══ Records for the task

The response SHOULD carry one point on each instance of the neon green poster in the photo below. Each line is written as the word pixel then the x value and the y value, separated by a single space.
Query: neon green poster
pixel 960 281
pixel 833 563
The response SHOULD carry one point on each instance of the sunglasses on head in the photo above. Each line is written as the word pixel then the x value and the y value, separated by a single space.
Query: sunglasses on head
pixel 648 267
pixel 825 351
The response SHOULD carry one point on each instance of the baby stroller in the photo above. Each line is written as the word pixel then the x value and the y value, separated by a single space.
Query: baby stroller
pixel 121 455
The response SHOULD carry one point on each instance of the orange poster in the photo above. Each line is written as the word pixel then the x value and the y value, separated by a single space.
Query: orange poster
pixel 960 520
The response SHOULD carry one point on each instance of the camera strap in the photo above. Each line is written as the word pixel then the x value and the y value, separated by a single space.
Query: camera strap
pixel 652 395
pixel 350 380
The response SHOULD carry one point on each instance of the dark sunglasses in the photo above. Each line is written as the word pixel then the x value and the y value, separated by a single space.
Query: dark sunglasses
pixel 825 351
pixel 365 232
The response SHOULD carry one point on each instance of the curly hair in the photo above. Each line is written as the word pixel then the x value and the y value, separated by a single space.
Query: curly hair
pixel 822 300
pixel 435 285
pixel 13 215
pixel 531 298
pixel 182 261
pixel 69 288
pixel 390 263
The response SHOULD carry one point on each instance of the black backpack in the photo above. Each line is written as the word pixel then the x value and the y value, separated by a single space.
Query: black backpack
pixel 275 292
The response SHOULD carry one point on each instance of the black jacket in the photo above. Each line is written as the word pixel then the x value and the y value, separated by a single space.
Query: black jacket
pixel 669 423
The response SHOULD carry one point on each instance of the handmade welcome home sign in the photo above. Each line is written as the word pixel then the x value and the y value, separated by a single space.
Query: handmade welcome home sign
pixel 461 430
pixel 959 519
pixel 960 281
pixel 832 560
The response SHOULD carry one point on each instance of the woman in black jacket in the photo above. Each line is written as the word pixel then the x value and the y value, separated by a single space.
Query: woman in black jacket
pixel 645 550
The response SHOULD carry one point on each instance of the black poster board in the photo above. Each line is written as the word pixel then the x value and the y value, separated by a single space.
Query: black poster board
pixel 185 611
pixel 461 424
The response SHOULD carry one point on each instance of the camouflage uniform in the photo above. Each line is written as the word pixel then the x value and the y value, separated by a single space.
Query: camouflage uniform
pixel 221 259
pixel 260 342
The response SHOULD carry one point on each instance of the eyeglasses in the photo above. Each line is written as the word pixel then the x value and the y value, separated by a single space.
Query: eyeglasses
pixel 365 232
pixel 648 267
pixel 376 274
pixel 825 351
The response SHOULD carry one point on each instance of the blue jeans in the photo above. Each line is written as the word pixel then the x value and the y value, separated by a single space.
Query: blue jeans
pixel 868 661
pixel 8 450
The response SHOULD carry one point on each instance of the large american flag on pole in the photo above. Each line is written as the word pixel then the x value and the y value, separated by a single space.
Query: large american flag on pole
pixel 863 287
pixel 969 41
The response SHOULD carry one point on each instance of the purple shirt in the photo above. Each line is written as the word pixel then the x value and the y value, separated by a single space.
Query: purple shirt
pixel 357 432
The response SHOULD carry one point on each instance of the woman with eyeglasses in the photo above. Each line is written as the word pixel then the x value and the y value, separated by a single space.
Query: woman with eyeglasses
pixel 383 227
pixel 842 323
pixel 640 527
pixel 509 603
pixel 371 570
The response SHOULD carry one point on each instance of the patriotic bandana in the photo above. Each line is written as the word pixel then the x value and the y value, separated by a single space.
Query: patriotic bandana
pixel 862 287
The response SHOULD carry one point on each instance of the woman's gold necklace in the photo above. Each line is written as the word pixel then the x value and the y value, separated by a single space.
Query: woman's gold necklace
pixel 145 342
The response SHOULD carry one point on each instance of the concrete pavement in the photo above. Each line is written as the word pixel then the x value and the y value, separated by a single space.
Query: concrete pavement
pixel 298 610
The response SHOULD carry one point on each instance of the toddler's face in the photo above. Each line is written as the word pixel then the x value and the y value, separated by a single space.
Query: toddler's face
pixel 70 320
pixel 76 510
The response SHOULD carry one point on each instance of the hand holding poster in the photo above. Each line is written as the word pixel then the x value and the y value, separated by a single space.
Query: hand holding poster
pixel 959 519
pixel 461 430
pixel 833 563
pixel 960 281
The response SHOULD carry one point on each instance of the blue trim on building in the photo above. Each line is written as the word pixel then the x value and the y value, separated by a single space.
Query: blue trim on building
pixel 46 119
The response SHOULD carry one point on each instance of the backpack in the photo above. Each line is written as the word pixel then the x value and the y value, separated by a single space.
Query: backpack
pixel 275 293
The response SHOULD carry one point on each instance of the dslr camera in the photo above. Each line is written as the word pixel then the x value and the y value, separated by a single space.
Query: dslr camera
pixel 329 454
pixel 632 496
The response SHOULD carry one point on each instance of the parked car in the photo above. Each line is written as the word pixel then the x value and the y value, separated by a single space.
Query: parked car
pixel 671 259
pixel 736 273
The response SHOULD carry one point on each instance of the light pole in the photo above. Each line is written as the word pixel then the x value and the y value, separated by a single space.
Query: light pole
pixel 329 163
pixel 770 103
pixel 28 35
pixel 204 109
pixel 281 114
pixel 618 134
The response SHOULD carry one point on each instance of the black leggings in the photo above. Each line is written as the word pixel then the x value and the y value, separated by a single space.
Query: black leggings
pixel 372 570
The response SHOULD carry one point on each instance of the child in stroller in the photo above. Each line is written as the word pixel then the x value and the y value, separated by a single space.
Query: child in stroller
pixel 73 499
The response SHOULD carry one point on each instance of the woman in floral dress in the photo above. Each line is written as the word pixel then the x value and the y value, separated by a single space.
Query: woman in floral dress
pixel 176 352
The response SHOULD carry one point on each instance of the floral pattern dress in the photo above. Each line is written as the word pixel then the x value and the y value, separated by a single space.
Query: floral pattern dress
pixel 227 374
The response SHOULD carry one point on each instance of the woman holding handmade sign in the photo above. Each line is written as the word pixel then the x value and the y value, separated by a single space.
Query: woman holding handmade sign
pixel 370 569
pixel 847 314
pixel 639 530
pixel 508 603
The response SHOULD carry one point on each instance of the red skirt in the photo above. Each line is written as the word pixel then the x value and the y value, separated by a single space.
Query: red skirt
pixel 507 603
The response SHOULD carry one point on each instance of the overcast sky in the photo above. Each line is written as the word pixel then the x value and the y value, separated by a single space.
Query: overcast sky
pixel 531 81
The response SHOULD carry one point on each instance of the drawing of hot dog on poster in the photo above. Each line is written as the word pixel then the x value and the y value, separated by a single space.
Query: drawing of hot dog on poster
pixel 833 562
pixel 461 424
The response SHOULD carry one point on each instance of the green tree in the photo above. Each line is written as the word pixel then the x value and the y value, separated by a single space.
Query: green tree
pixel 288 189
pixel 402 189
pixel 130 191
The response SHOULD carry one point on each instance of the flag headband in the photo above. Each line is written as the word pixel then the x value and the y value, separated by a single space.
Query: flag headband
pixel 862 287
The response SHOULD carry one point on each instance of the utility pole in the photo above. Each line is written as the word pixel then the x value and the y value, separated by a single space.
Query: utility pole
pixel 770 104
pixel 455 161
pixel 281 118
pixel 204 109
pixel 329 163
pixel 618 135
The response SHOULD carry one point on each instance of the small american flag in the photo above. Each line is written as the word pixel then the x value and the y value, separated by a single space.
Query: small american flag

════

-- Task statement --
Copy out every one of the entries above, word for word and line for line.

-- Answer to this problem --
The response SHOULD carry one point on each instance of the neon green poster in the photo below. Each line is written as the word pixel then the x value and the y value, separated by a single space.
Query: neon green poster
pixel 960 281
pixel 833 563
The response SHOULD carry one point on each instance of the sunglasses on head in the photo above. Each line is written as the word pixel then the x value and the y value, separated by a single space.
Query: sunglasses on head
pixel 648 267
pixel 825 351
The response SHOULD carry one point on each instance of the baby stroller in the photo above. Each line is written as the word pixel then the x value and the y value, separated by a single space.
Query: baby stroller
pixel 121 455
The response SHOULD carry one point on each instance of the orange poster in the photo above. Each line is written as the word pixel then the x value and the y value, separated by a single space.
Query: orange poster
pixel 960 520
The response SHOULD carry one point on each instance of the camera strap in the photo above. Each line is written as the word pixel then the x value and the y value, separated by a single space.
Query: camera strap
pixel 652 395
pixel 350 380
The response SHOULD carry one point on each instance of the dark sunglasses in the photo above. Each line is written as the word pixel then the x value and the y value, separated by a single space.
Query: dark sunglasses
pixel 825 351
pixel 365 232
The response SHOULD carry one point on each instance of the curly hair in the photo above. Each line is written as the word pixel then the x value and the y value, separated by a single space.
Query: curly hair
pixel 822 300
pixel 435 285
pixel 13 215
pixel 531 298
pixel 182 261
pixel 69 288
pixel 390 263
The response SHOULD carry one point on each instance of the black backpack in the photo above. Each line is written as the word pixel then the x value and the y value, separated by a single space.
Query: black backpack
pixel 275 292
The response SHOULD carry one point on each instance of the black jacket in the photo above. Each line is written as the word pixel then the x value and the y value, separated by a single space.
Query: black jacket
pixel 669 423
The response SHOULD carry one point on each instance of the handmade welcome home sign in the photo above. Each line is written as the word pixel then the x value and the y value, separated by a single space.
Query: handmade welcome home sign
pixel 461 430
pixel 959 519
pixel 960 281
pixel 832 560
The response SHOULD carry one point on each instance of the woman in black jacket in the photo above. Each line is written as the word pixel then the x value and the y value, separated by a single space.
Query: woman in black jacket
pixel 645 550
The response SHOULD carry one point on each instance of the black poster board in the photo above. Each line is written as the word pixel then the x value and the y value, separated by a single space.
Query: black poster board
pixel 185 611
pixel 461 424
The response SHOULD carry one point on each instance of the camouflage uniform in the photo above. Each line is written as the word pixel then the x value and the y value, separated by a single space.
Query: camouflage uniform
pixel 221 259
pixel 260 342
The response SHOULD carry one point on each instance of the eyeglasses in the photo above. Each line is written as the word pixel then the x value and the y value, separated by a single space.
Query: eyeglasses
pixel 365 232
pixel 648 267
pixel 376 274
pixel 825 351
The response SHOULD carry one point on each instance of the blue jeans in the photo above. Each line is written as the word pixel then the x value and the y value, separated by a single space.
Query: blue jeans
pixel 868 661
pixel 8 450
The response SHOULD carry one point on each instance of the large american flag on pole in the photo above. Each line is written as the word pixel then the x value and the y value, separated by a single space.
Query: large american flag on pole
pixel 863 287
pixel 969 41
The response SHOULD carry one point on each instance of the purple shirt in the photo above. Each line is written as the word pixel then the x value and the y value, separated by a single space.
Query: purple shirt
pixel 357 432
The response SHOULD carry one point on each instance of the woman with eyeglasses in the photo above. Each line is written as the word pixel then the x value and the y value, separated by a single space.
Query: woman with eyeglasses
pixel 383 227
pixel 842 323
pixel 640 527
pixel 509 603
pixel 371 570
The response SHOULD carry one point on each instance of the patriotic bandana in the photo above. Each line is written as the word pixel then the x value and the y value, separated by a single space.
Query: patriotic bandana
pixel 862 287
The response SHOULD carry one point on each instance of the woman's gold necklace in the photo above. Each line is written as the word pixel then the x value and the y value, separated by a single space.
Query: woman's gold necklace
pixel 145 342
The response SHOULD carry one point on each instance of the concrete pavement in the photo above. Each line is written as the word pixel then the x value and the y value, separated by a single space.
Query: concrete pavement
pixel 298 610
The response SHOULD carry one point on each instance of the toddler's face in the photo above. Each line is written as the word pixel then the x value and the y value, separated by a single space.
Query: toddler's face
pixel 70 320
pixel 76 510
The response SHOULD carry one point on each instance of the hand holding poster in the photo above. Each line is written as the word pixel then the x value and the y value, separated by a single space.
Query: hand holding poster
pixel 959 519
pixel 461 430
pixel 833 563
pixel 960 281
The response SHOULD carry one point on each instance of the blue trim on building in the photo above. Each line is written as the word pixel then the x value and the y value, separated by a single space.
Query: blue trim on building
pixel 46 119
The response SHOULD carry one point on each instance of the backpack in the photo above. Each line is written as the word pixel then the x value and the y value, separated by a single space.
Query: backpack
pixel 275 293
The response SHOULD carry one point on each instance of the dslr camera in the photo above. Each line is written as the word pixel then the x value and the y value, separated by a single space.
Query: dslr camera
pixel 329 454
pixel 632 496
The response SHOULD carry one point on each instance of the parked car in the photo above. Each line is written as the word pixel then the x value and the y value, separated by a single space.
Query: parked car
pixel 671 259
pixel 736 273
The response SHOULD carry one point on each instance of the light pole in the photo above. Each line is written as the word pixel then the x value and the y value, separated by a single space.
Query: light pole
pixel 329 163
pixel 770 103
pixel 28 35
pixel 204 109
pixel 281 114
pixel 618 134
The response SHOULD carry one point on each instance of the black leggings in the photo above. Each line is written as the word pixel then the x value and the y value, separated by a single space.
Query: black leggings
pixel 372 570
The response SHOULD carry one point on each instance of the child in stroller in the photo above. Each line is written as the word pixel then the x value and the y value, separated by a single space.
Query: child in stroller
pixel 73 499
The response SHOULD carry one point on each instance of the woman in floral dress in the photo above. Each line is written as the word pixel then the x value and the y value, separated by a single space.
Query: woman in floral dress
pixel 176 352
The response SHOULD carry one point on each instance of the floral pattern dress in the photo above. Each line is written as the word pixel then the x value and the y value, separated by a single space.
Query: floral pattern dress
pixel 227 374
The response SHOULD carry one point on each instance of the woman holding handmade sign in the photo above. Each line is written as the word pixel then the x value and the y value, separated by a single space.
Query: woman holding handmade sign
pixel 370 569
pixel 847 314
pixel 639 530
pixel 508 603
The response SHOULD carry one point on each instance of the red skirt in the photo above. Each line is written as the word pixel then the x value and the y value, separated by a single space.
Query: red skirt
pixel 507 603
The response SHOULD carry one point on each instance of the overcast sky in the photo above. Each line is written as the word pixel then the x value and the y value, separated by a single space.
Query: overcast sky
pixel 531 81
The response SHOULD carry one point on each instance of the drawing of hot dog on poster in the photo above. Each line is written as the word pixel then the x value and the y value, separated by a single space.
Query: drawing of hot dog on poster
pixel 833 562
pixel 461 424
The response SHOULD carry one point on each instance of the green tree in the photo above. Each line is written as the word pixel then the x value and the y value, separated by a single space.
Query: green tree
pixel 288 189
pixel 402 189
pixel 130 191
The response SHOULD carry one point on each instance of the flag headband in the photo above. Each line is written as the word pixel then the x value and the y value, separated by a single space.
Query: flag headband
pixel 862 287
The response SHOULD carry one point on each instance of the utility pole in the photo above. Each line is written as the word pixel then the x value and the y value, separated by a single space.
Query: utility pole
pixel 770 104
pixel 455 161
pixel 281 118
pixel 204 109
pixel 329 163
pixel 618 135
The response SHOULD carry one point on each instance of the small american flag in the photo above. Each line is written as the word pixel then the x value and the y value, separated by a single space.
Query: small american flag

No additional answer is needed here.